Location identification entries ▸
——

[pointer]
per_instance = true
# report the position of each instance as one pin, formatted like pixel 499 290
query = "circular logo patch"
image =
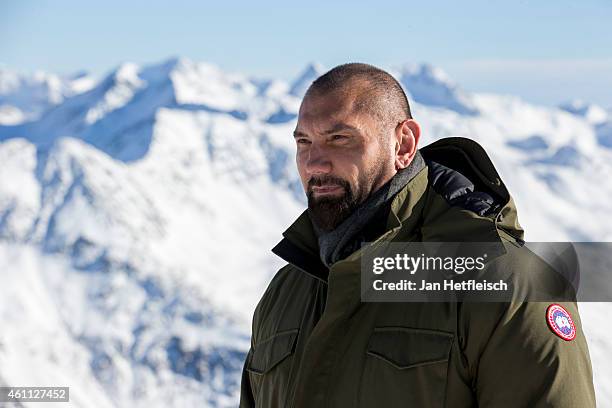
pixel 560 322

——

TASK REQUIREMENTS ▸ Copy the rows above word for word, omitting the pictures.

RESPONSE TO THE TASK ▸
[pointer]
per_instance = true
# report the position of each instance as one pin, formatted like pixel 499 290
query = "circular logo patch"
image =
pixel 560 322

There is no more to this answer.